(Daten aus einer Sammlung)

============================================================

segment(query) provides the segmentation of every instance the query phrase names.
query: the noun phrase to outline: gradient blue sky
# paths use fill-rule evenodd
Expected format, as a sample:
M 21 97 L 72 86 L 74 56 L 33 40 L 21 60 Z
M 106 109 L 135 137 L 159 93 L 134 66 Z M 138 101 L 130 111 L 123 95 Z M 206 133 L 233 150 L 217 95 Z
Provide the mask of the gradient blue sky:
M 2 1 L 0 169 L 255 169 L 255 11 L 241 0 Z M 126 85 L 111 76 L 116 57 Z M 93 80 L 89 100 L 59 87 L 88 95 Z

============================================================

Aufgabe. Schreib alle Zeilen der Daten oben als JSON-Liste aus Strings, mit einem Eintrag pro Zeile. Leere Zeilen lässt du weg.

Ergebnis.
[
  "segment(query) provides the segmentation of every instance the query phrase names.",
  "query: the noun phrase to outline: gradient blue sky",
  "# paths use fill-rule evenodd",
  "Expected format, as a sample:",
  "M 21 97 L 72 86 L 74 56 L 33 40 L 21 60 Z",
  "M 106 109 L 135 137 L 159 93 L 134 66 Z M 138 101 L 130 111 L 123 95 Z M 206 133 L 233 150 L 217 95 Z",
  "Provide the mask of the gradient blue sky:",
  "M 2 1 L 0 169 L 255 169 L 255 11 L 241 0 Z M 126 85 L 111 76 L 116 57 Z M 93 80 L 89 100 L 59 87 L 88 95 Z"
]